(Items from a data source)
####

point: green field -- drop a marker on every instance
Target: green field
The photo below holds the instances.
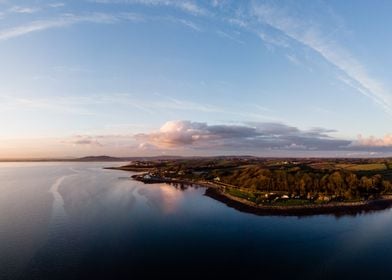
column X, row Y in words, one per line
column 362, row 167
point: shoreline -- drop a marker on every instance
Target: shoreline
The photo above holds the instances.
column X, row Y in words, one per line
column 214, row 191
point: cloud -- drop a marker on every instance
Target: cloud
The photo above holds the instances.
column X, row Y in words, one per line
column 372, row 141
column 186, row 6
column 310, row 35
column 56, row 5
column 23, row 10
column 250, row 137
column 62, row 21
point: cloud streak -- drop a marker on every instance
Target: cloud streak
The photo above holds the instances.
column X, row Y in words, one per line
column 185, row 5
column 62, row 21
column 249, row 137
column 311, row 36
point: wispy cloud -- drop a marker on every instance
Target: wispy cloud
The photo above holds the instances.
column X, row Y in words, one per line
column 24, row 10
column 372, row 141
column 251, row 137
column 226, row 35
column 187, row 6
column 314, row 38
column 62, row 21
column 56, row 5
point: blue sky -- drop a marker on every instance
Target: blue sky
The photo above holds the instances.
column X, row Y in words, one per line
column 146, row 77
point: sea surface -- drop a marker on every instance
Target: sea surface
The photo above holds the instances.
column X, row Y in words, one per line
column 79, row 221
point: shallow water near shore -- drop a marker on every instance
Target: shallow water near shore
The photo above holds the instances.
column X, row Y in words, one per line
column 79, row 221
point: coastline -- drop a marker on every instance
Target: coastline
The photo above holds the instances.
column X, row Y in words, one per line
column 335, row 208
column 214, row 191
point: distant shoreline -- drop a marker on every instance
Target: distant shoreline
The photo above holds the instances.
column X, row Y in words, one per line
column 214, row 191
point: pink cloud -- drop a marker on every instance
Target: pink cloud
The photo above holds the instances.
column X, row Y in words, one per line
column 372, row 141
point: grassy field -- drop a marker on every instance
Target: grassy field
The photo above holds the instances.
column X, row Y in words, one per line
column 362, row 167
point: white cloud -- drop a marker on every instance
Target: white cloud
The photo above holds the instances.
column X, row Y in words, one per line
column 56, row 5
column 250, row 137
column 62, row 21
column 372, row 141
column 23, row 10
column 311, row 36
column 185, row 5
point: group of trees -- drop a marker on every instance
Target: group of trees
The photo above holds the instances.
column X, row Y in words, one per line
column 309, row 183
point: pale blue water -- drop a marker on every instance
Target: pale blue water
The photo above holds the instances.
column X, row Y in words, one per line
column 78, row 221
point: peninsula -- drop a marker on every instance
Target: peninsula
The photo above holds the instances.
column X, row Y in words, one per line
column 279, row 186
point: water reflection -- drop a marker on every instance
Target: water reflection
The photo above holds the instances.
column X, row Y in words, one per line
column 77, row 221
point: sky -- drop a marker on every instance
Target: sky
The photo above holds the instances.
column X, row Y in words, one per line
column 213, row 77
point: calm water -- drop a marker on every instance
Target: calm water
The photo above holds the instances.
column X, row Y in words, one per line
column 78, row 221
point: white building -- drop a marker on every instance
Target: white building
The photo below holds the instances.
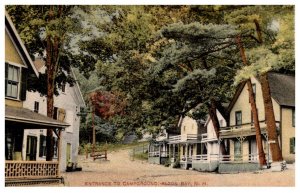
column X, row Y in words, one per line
column 66, row 107
column 209, row 161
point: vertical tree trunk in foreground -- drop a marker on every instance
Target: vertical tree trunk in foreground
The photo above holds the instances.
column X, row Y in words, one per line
column 261, row 154
column 270, row 119
column 269, row 111
column 215, row 122
column 52, row 54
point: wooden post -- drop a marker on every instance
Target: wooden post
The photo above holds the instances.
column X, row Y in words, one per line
column 94, row 132
column 59, row 151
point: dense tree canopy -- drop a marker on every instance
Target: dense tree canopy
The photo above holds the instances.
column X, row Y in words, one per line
column 162, row 61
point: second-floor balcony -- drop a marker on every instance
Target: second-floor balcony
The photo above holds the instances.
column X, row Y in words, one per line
column 246, row 129
column 193, row 138
column 205, row 137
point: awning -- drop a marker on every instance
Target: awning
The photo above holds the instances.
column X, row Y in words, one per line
column 27, row 119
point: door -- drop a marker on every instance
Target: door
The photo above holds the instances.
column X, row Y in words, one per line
column 68, row 157
column 253, row 150
column 237, row 150
column 31, row 148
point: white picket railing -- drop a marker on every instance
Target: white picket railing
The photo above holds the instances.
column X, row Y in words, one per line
column 158, row 154
column 183, row 138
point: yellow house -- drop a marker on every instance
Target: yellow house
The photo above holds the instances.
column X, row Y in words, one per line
column 241, row 132
column 188, row 144
column 18, row 66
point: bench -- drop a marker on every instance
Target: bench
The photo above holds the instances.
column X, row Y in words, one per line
column 99, row 155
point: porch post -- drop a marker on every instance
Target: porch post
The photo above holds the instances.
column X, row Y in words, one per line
column 59, row 151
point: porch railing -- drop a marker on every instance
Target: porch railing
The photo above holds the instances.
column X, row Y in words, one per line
column 158, row 154
column 184, row 138
column 31, row 169
column 206, row 138
column 205, row 158
column 247, row 158
column 186, row 159
column 243, row 129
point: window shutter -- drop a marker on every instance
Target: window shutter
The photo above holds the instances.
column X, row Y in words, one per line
column 6, row 76
column 292, row 145
column 42, row 138
column 61, row 114
column 23, row 84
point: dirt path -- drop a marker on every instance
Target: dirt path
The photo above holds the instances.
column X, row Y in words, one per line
column 121, row 171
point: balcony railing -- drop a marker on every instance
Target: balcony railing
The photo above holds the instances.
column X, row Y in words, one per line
column 246, row 129
column 184, row 138
column 31, row 169
column 205, row 158
column 186, row 160
column 206, row 138
column 158, row 154
column 246, row 158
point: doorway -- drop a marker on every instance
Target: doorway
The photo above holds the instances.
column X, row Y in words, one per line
column 31, row 148
column 68, row 157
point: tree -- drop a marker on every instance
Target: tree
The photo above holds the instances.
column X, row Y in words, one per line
column 46, row 30
column 199, row 52
column 271, row 44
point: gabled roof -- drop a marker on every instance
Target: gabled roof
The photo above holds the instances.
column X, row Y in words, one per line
column 9, row 26
column 282, row 87
column 39, row 64
column 32, row 120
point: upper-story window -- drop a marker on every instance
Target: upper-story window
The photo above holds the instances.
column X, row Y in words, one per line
column 12, row 81
column 293, row 118
column 63, row 88
column 238, row 117
column 221, row 123
column 254, row 92
column 55, row 114
column 36, row 106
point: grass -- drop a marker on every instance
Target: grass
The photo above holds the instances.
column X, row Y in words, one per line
column 141, row 156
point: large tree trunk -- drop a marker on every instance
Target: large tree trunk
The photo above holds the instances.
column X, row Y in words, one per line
column 269, row 111
column 215, row 122
column 52, row 52
column 270, row 118
column 261, row 154
column 50, row 91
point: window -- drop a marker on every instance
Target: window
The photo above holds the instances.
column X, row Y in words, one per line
column 42, row 151
column 12, row 78
column 292, row 145
column 55, row 113
column 63, row 87
column 238, row 117
column 254, row 91
column 221, row 123
column 237, row 150
column 36, row 106
column 293, row 118
column 55, row 142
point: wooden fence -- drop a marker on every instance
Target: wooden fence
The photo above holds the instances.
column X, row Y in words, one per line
column 31, row 169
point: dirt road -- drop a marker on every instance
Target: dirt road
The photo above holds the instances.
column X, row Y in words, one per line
column 119, row 170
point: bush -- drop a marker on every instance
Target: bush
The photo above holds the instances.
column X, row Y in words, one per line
column 167, row 163
column 176, row 164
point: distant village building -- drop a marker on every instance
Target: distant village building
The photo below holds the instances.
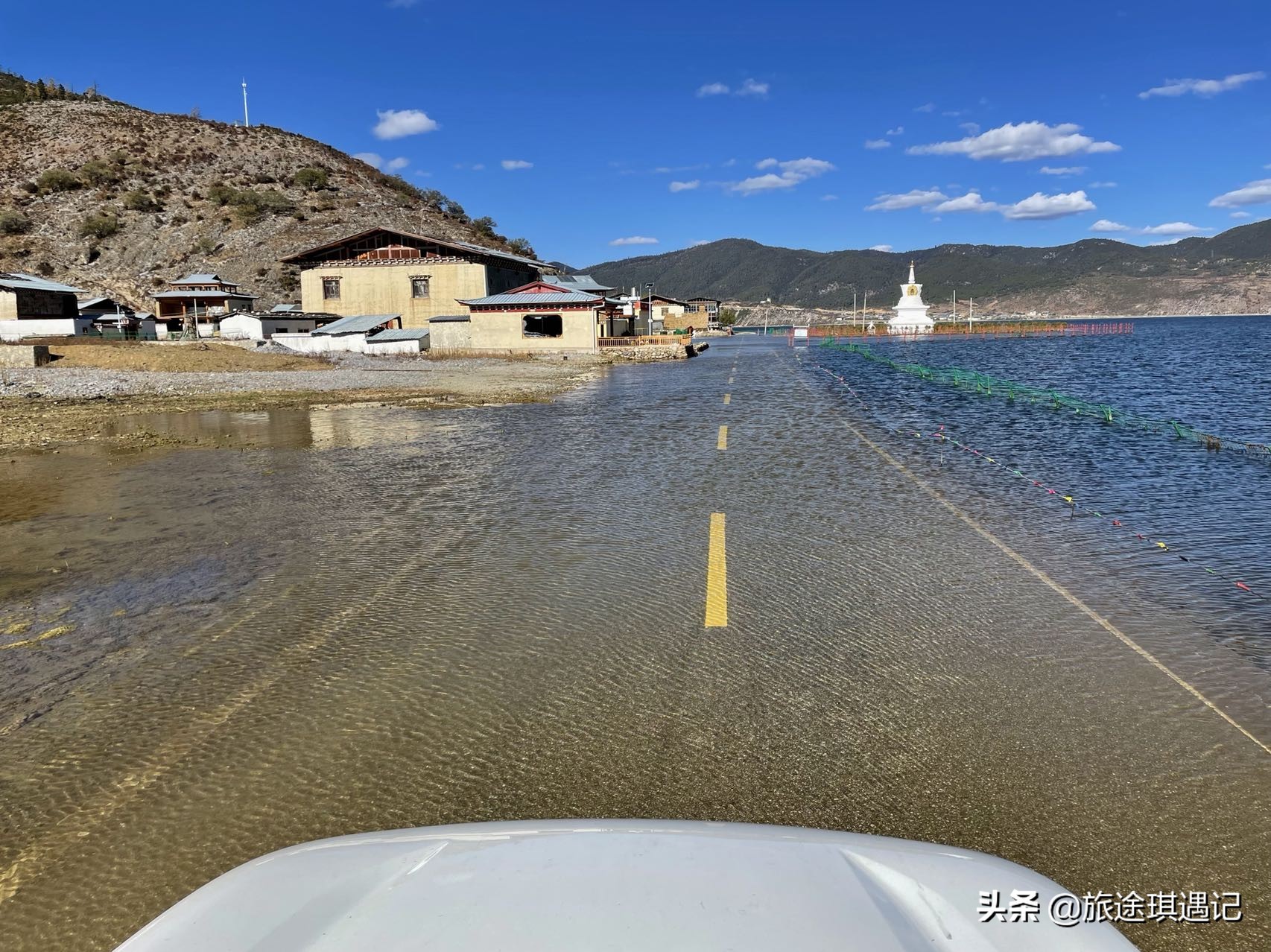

####

- _PROMPT_: Starting with the top line, write out all the data above exactly; keep the pictures out.

- _ANSWER SPACE_:
point: green field -- drop a marker on every instance
Target: green field
The photo below holds the instances.
column X, row Y in words, one per line
column 362, row 167
point: shoreline -- drop a marker on every instance
Target: shoreline
The photo above holds the instances.
column X, row Y in words, one per line
column 214, row 191
point: cloud -- drop a marker on every instance
Target: cloud
The photo above holds the instances.
column X, row Y in words, one per line
column 372, row 141
column 186, row 6
column 310, row 35
column 56, row 5
column 23, row 10
column 250, row 137
column 62, row 21
point: cloud streak -- drop a marker on every instance
Target: cloud streak
The photo above holds the instances.
column X, row Y in words, one per line
column 185, row 5
column 62, row 21
column 249, row 137
column 311, row 36
point: wispy cloud -- drop a marker on every instance
Target: wispy cloud
The photo above holds the instances.
column X, row Y in words, one per line
column 24, row 10
column 372, row 141
column 251, row 137
column 226, row 35
column 187, row 6
column 314, row 38
column 62, row 21
column 56, row 5
point: blue sky -- drop a marker on every instance
Target: blue sky
The photo above holds the instances.
column X, row Y in words, one per line
column 146, row 77
point: sea surface -- drop a marker on every instance
Target: sea surface
The photo above holds the instances.
column X, row Y in words, one per line
column 79, row 221
point: shallow water near shore -- drop a marker on every instance
Target: shallow water near shore
The photo above holds the instances.
column X, row Y in words, one per line
column 79, row 221
point: coastline -- drop a marker on every instance
Target: coastline
The photo above holds the instances.
column X, row Y in words, one per line
column 335, row 208
column 214, row 191
point: distant shoreline -- drop a marker on every instance
Target: distant shoreline
The photo above holds the instances.
column X, row Y in words, one per line
column 214, row 191
point: pink cloud -- drop a marker on every instance
Target: pink cloud
The photo above holds the instances.
column X, row Y in words, one per line
column 372, row 141
point: grassy field -- drop a marker on every instance
Target: grassy field
The photo above holds the instances.
column X, row Y in words, one per line
column 362, row 167
point: white cloud -- drop a marker on every instance
Target: white cloud
The photo above holds the instances.
column X, row Y in words, one per line
column 56, row 5
column 250, row 137
column 62, row 21
column 372, row 141
column 23, row 10
column 311, row 36
column 185, row 5
point: group of trees -- drop a marker on every instance
Target: group of trees
The photo above holds the instances.
column X, row Y in words, one per line
column 309, row 183
point: pale blue water -- drop a marker on every instance
Target: pale blue water
The photo above holds the instances.
column X, row Y in words, one per line
column 78, row 221
point: peninsula -- drop a marker on every instance
Target: peninsula
The photo above holds the instances.
column X, row Y in words, one per line
column 279, row 186
point: water reflection -- drop a marker on every instance
Target: water reflection
The photo above holds the instances.
column X, row Y in words, one per line
column 77, row 221
point: sky -- drop a marker on every instance
Target: sky
The photo above holds the instances.
column X, row Y in words, one per line
column 213, row 77
point: calm water -- drop a marker on every instance
Target: calm water
The photo above holds the instances.
column X, row Y in words, one per line
column 78, row 221
point: white building -- drop a marker on every instance
Target: white building
The photo below holds the instances.
column X, row Y in words, one per line
column 66, row 107
column 209, row 161
point: vertical tree trunk in foreground -- drop a marker on every instance
Target: vertical tree trunk in foreground
The photo above holds the instances.
column X, row Y in words, one per line
column 261, row 154
column 270, row 119
column 269, row 111
column 215, row 122
column 52, row 54
point: wooden post -- drop a marker on every instance
Target: wooden post
The photo above holds the instances.
column X, row Y in words, one per line
column 94, row 132
column 59, row 151
point: dense tree canopy -- drop a marker on every instance
Target: dense tree canopy
The photo above holds the instances.
column X, row Y in words, one per line
column 162, row 61
point: second-floor balcony -- drop a marker on every instance
Target: second-floor balcony
The photo above holds the instances.
column X, row Y in words, one per line
column 246, row 129
column 193, row 138
column 205, row 137
point: awning -- drop a marker on every instance
Target: awning
The photo above holds the instances.
column X, row Y in words, one per line
column 27, row 119
point: door -- drop a marker on every instance
Target: door
The photo above holds the instances.
column X, row Y in words, one per line
column 68, row 157
column 253, row 150
column 237, row 150
column 31, row 148
point: white picket railing -- drop a marker on every instance
Target: white picket railing
The photo above holds the instances.
column X, row Y in words, one per line
column 158, row 154
column 183, row 138
point: yellow house -- drop a marker on every instance
Target: yellow house
The photo above holds the instances.
column X, row Y in words, one per line
column 241, row 132
column 188, row 144
column 18, row 66
point: bench -- drop a marker on every instance
Target: bench
The photo above holds the instances.
column X, row Y in words, one per line
column 99, row 155
point: porch post -- drop a marker on every instance
Target: porch post
The photo above holds the instances.
column X, row Y in words, one per line
column 59, row 151
point: porch railing -- drop a marker on every instance
Target: porch railing
The photo above holds the instances.
column X, row Y in words, one per line
column 158, row 154
column 184, row 138
column 31, row 169
column 206, row 138
column 205, row 158
column 247, row 158
column 186, row 159
column 243, row 129
point: window shutter -- drop a marker on every instance
Target: window shutter
The photo above holds the instances.
column X, row Y in words, one per line
column 6, row 76
column 292, row 145
column 42, row 138
column 61, row 114
column 23, row 84
point: dirt path -- drop a marker on every instance
Target: dirt path
The photo above holds the instances.
column X, row Y in words, one per line
column 121, row 171
point: balcony railing -- drop a marker on every instance
Target: balcony railing
The photo above holds the instances.
column X, row Y in words, one per line
column 246, row 129
column 184, row 138
column 31, row 169
column 205, row 158
column 186, row 160
column 206, row 138
column 158, row 154
column 246, row 158
point: doorway -- drop a marker on every instance
Target: doorway
The photo above holds the instances.
column X, row Y in words, one per line
column 31, row 148
column 68, row 157
point: tree -- drop a marker on every instance
Target: tree
The photo above holds the instances.
column X, row Y in words, one per line
column 46, row 30
column 199, row 52
column 271, row 44
point: gabled roof -- drop a marker on every instance
Target: gabled roof
The photo above holds the instances.
column X, row Y in words, one per line
column 9, row 26
column 282, row 87
column 39, row 64
column 32, row 120
point: upper-story window -- drop a marker on every instance
Target: upper-story window
The photo above holds the instances.
column X, row Y in words, one per line
column 12, row 81
column 293, row 118
column 63, row 88
column 238, row 117
column 221, row 123
column 254, row 92
column 55, row 114
column 36, row 106
point: grass -- drop a marker on every instance
Target: grass
The photo above holds the instances.
column X, row Y in words, one per line
column 141, row 156
point: large tree trunk -- drop a marker on every instance
Target: large tree trunk
The photo above holds the instances.
column X, row Y in words, one per line
column 269, row 111
column 215, row 122
column 52, row 52
column 270, row 118
column 261, row 154
column 50, row 91
point: window -- drop a marker on every instance
Target: window
The photo above holds the instances.
column X, row Y in words, one per line
column 42, row 151
column 12, row 78
column 292, row 145
column 55, row 113
column 63, row 87
column 238, row 117
column 254, row 91
column 221, row 123
column 237, row 150
column 36, row 106
column 293, row 118
column 55, row 142
point: wooden fence -- drop a marker on every instance
Target: wooden fence
The photo above holds the instances.
column X, row Y in words, one per line
column 31, row 169
point: dirt road -- drop a marker on every instance
Target: dirt road
The photo above holds the instances.
column X, row Y in words, one per line
column 119, row 170
point: bush -- drop a marker on every instance
Target: bush
The photo above holds the instances.
column X, row Y in words, one per line
column 167, row 163
column 176, row 164
point: distant village building -- drop a marker on every instance
Target: distant village building
The photo below holds the instances.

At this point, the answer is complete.